— START Data shown —
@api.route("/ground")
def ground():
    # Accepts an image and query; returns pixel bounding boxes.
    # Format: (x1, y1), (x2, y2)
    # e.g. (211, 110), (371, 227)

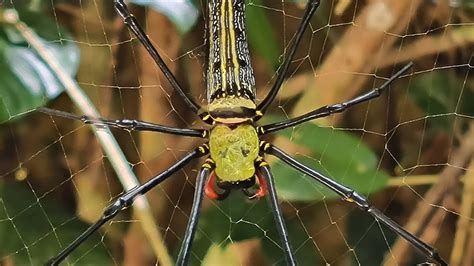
— END Data shown —
Rewrite every line of the material above as a numbered list, skipping blank lines and leaving the pictures out.

1. @api.route("/ground")
2. def ground():
3.     # Accepts an image and query; returns pixel bounding boxes.
4.     # Format: (x1, y1), (x2, y2)
5.     # e.g. (211, 110), (371, 227)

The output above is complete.